DATA EXCERPTS Start Marker
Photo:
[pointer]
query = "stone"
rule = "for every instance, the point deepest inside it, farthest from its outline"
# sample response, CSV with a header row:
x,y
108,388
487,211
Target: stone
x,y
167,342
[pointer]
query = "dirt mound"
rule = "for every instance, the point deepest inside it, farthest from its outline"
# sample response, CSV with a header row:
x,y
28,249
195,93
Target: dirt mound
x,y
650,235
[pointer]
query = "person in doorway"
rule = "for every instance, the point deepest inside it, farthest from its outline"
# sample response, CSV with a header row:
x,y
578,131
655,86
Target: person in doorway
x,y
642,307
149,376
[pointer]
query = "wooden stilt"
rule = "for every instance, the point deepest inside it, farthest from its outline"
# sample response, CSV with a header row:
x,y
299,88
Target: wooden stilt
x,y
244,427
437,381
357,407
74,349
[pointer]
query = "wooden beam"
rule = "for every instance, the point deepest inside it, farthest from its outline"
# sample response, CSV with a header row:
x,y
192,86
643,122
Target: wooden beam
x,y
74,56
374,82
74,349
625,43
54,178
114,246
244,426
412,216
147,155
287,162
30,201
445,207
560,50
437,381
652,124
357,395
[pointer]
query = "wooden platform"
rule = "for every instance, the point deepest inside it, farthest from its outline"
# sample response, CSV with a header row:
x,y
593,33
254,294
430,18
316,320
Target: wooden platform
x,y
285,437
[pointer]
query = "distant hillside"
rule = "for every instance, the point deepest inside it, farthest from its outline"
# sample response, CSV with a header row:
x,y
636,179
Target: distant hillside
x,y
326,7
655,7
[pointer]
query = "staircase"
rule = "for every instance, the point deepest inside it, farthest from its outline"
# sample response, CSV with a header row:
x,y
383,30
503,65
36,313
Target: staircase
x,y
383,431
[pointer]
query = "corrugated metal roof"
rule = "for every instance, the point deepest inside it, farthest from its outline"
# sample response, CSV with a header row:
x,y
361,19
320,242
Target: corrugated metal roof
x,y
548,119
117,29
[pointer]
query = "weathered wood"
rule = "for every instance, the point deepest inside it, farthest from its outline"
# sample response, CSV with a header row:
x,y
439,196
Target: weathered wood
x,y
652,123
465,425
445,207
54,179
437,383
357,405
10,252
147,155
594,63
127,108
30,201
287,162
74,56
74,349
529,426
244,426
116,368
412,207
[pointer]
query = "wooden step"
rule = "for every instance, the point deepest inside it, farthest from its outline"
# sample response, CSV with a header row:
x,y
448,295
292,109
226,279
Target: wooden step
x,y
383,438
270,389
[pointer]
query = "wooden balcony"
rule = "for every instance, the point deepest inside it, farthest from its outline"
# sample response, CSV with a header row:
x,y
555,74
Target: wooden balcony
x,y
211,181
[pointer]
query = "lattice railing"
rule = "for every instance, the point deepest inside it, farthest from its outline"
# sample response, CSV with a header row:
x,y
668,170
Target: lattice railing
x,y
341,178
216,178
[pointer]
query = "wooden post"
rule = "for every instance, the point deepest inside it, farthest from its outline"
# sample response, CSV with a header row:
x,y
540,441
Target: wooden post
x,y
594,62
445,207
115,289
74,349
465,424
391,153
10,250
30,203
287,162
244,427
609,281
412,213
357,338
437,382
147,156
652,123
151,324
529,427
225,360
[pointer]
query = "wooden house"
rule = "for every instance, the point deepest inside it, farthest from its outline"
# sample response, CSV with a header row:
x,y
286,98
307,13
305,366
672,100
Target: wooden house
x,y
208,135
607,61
DATA EXCERPTS End Marker
*WHAT TO WORK ON*: Restate each of the records exactly, leaving nothing out.

*RESULT BELOW*:
Photo:
[pointer]
query = "stone"
rule = "for every instance, the point deepest inside it, farthest from its outline"
# sample response, CSV with a header row:
x,y
108,388
487,211
Target: stone
x,y
167,342
[pointer]
query = "dirt mound"
rule = "for every instance, the point deepest inside it, farthest from its outline"
# sample response, CSV with a header row:
x,y
28,249
195,93
Target: dirt mound
x,y
650,235
[pointer]
query = "person in doorway"
rule = "for every instance, the point deepest inside it, farthest from its outline"
# sample response, CSV with a header row:
x,y
578,131
655,86
Target: person in doorway
x,y
642,307
149,376
[pointer]
query = "wooden stilt"
rule = "for every instance, the point deepest inside it, farthest from its outline"
# sample response, CSV with a header row:
x,y
299,88
Target: wooden stilt
x,y
244,427
437,381
357,407
74,349
[pointer]
query = "wooden beam"
rule = "for every instance, the point deepest inside it, farthest from its outline"
# sample response, CSV with a header row:
x,y
192,86
643,122
Target: wooden beam
x,y
74,56
374,82
74,349
625,43
54,178
114,246
244,426
412,216
147,155
287,162
30,201
445,207
560,50
437,381
652,124
357,395
[pointer]
query = "wooden platform"
rule = "for every instance, the point deepest inside it, farthest from its outline"
# sample response, CSV with a header row:
x,y
593,33
254,294
430,18
316,320
Target: wooden platform
x,y
285,437
[pointer]
query = "distant hillside"
rule = "for every instance, the point deepest inside it, farthest from its outline"
# sample response, CSV with a header row:
x,y
636,179
Target: distant hillside
x,y
326,7
655,7
[pointer]
query = "staircase"
rule = "for every instance, the point deepest inside it, farthest from its outline"
# sample response, CSV with a header row:
x,y
383,30
503,65
36,313
Target: staircase
x,y
383,431
[pointer]
query = "corrugated metal roof"
rule = "for every instance, the point deepest inside it, farthest from its outline"
# sample response, CSV with a header row:
x,y
361,19
320,242
Target: corrugated metal roof
x,y
548,119
117,29
[pointer]
query = "weathered wood"
rule = "for every instance, the point deepest inside it, farthest from its outline"
# sample response, CSV with a header row:
x,y
439,196
Target: weathered wood
x,y
652,123
465,425
445,207
54,179
437,383
357,405
10,252
147,155
594,63
127,108
30,201
287,162
74,56
74,349
529,426
244,426
116,368
412,207
[pointer]
query = "wooden step"
rule = "for every instance, the point deepest inside it, farthest from its outline"
# sample response, CSV with a header row:
x,y
448,295
292,109
226,279
Target: wooden step
x,y
383,438
270,389
[pointer]
query = "wooden balcony"
rule = "for every instance, the point deepest inside it, farthest from its outline"
# sample response, CSV with a header row:
x,y
555,74
Target: wooden balcony
x,y
211,181
[pointer]
query = "lattice railing"
rule = "for every instance, the point deepest inside it, farthest from its outline"
# sample response, CSV with a header row:
x,y
668,170
Target: lattice railing
x,y
341,178
216,178
[pointer]
query = "wooden post"
rule = "for every instance, the point deepest inside it, farthest from its outline"
# sample response, CSV with a header row:
x,y
540,441
Target: wooden post
x,y
594,62
445,207
115,289
74,349
465,424
391,153
10,250
30,203
287,162
244,427
609,281
412,213
357,338
437,382
147,156
652,123
151,324
529,427
225,360
[pointer]
query = "wooden house"
rule = "for every instance, the point deepest inside it, farthest from its outline"
# sample response, CSV with a header row:
x,y
286,98
307,13
305,366
672,100
Target: wooden house
x,y
208,135
607,61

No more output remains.